§ Provided text:

#####

Live migration allows us to automate the import of any pre-existing MongoDB 3.0+ replica set into MongoDB Atlas. It works by performing an initial sync between a source database and a target database in Atlas, and then tailing the source oplog to keep the database in Atlas in sync with live updates from your application.

To use live migration, we’ll first need to create a dedicated (M10 or above) Atlas cluster.

In the example below, we’ve created a cluster with M30-size instances in US-EAST-1. You can see from the screenshot below that we now have a new option, “Migrate Data to this Cluster”.

Migrate data to cluster

We’ll need the following for the migration:

  • Hostname: Port of the primary of our source replica set
  • Username/password (if authentication is enabled)
  • CAFile (if running MongoDB with SSL enabled and the --sslCAFile option)

Once we have this information, we’re ready to select “I’M READY TO MIGRATE”.

We’ll then be brought to a new window that asks for the location of our source replica set and credentials. The “VALIDATE” button at the bottom of the window checks to make sure that MongoDB Atlas can tail our source oplog to make sure that new operations are captured.

Clicking the “START MIGRATION” button kicks it off. We’ll get an email notification when it’s time to cut over to MongoDB Atlas; all we have to do to finalize the migration process is modify the database connection string in our app.

For a more detailed walkthrough of Live Migration in MongoDB Atlas, click here.

Now in (almost) all AWS regions

MongoDB Atlas is now available in most AWS regions, which means users around the world can leverage the database service with minimal geographical latency. As a reminder, MongoDB Atlas’ support for VPC Peering means teams can easily and securely connect their own VPCs to a new Atlas cluster in one of the new regions.


AWS Regions (Americas) AWS Regions (APAC) AWS Regions (EMEA)

#####

§ Set problem A: Format the entries from the line with "Each instance of the extended" up to and including the line with "[[198, 613], [95, 688]]" as a two-column CSV headed instruction and points. Give one row per entry, with the entry's text and its answer each in one quoted field and line breaks replaced by spaces.
§ Set problem B: Write the next part of the MongoDB Atlas article, picking up after its last line.
The entries below have no connection to the MongoDB Atlas article above.

§ Extracted data:
#####

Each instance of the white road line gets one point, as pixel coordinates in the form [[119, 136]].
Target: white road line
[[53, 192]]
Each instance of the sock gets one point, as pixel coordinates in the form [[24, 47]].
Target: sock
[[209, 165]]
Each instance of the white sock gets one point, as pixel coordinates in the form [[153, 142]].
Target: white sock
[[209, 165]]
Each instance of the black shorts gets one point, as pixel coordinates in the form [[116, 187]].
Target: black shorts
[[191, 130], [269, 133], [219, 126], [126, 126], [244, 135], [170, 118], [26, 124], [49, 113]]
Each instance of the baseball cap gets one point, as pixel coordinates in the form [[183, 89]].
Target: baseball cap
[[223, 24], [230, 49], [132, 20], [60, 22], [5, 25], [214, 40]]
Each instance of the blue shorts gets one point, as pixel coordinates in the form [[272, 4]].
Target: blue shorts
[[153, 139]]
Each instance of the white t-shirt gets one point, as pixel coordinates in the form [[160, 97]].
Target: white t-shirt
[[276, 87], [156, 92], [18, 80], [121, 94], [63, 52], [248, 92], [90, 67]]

#####

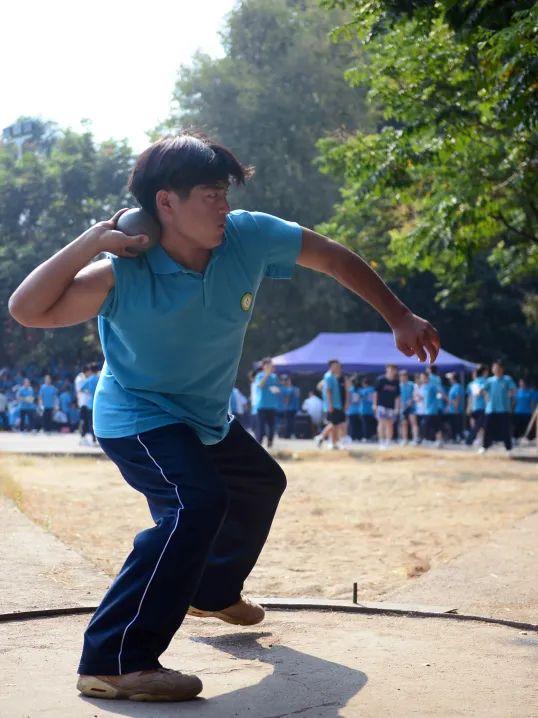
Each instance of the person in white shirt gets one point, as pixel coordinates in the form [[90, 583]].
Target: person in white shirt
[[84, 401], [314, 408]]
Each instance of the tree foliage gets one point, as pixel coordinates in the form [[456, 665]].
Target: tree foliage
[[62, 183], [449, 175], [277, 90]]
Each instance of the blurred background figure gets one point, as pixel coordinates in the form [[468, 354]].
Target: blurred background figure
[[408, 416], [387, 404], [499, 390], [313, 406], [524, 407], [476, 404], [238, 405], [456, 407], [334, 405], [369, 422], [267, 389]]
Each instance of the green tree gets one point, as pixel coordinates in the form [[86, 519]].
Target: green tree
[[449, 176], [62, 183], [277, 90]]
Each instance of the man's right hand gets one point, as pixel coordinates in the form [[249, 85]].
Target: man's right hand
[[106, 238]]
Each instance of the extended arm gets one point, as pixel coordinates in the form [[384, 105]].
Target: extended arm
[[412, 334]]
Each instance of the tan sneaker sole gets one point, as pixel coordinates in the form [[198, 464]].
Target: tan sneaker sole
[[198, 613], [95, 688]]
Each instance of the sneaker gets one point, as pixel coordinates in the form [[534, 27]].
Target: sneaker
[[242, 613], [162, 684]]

#####

§ Written reply A:
instruction,points
"Each instance of the extended arm gets one point, as pixel coordinates in the form [[384, 105]]. Target: extended arm","[[412, 334]]"
"Each instance of the tan sneaker sole gets one point, as pixel coordinates in the form [[198, 464]]. Target: tan sneaker sole","[[198, 613], [95, 688]]"

§ Written reply B:
us-east-1 (N. Virginia) ap-southeast-2 (Sydney) eu-west-1 (Dublin)
us-west-2 (Oregon) ap-southeast-1 (Singapore) eu-west-2 (London)
us-east-2 (Ohio) ap-northeast-1 (Tokyo) eu-central-1 (Frankfurt)
us-west-1 (N. California) ap-northeast-2 (Seoul)
ca-central-1 (Canada) ap-south-1 (Mumbai)
sa-east-1 (São Paulo)

Queryable backup snapshots

Also new in MongoDB Atlas is the ability to query backup snapshots and restore data at the document level in minutes. No longer do we need to restore an entire cluster when all we really need is a small subset of our data.

Within the Atlas UI, we can now select a backup snapshot and click on the new “Query” option.

We can opt to use a downloadable Backup Tunnel, which handles the security for connecting to our backup instance, and use the mongo shell or a MongoDB driver to connect to our backup via the tunnel.

For a walkthrough of using queryable backups in Atlas, click here.

Explore your databases from the Atlas UI

Finally, the new Data Explorer in MongoDB Atlas allows us run queries, view metadata about our databases and collections, and see index usage statistics without resorting to the mongo shell. We can access the Data Explorer for dedicated Atlas clusters by selecting the new “DATA” button associated with our databases.

This will bring us to a new view, shown below.


All of these new features are now live in MongoDB Atlas. As always, we’d love to hear your feedback at mongodb-atlas@mongodb.com!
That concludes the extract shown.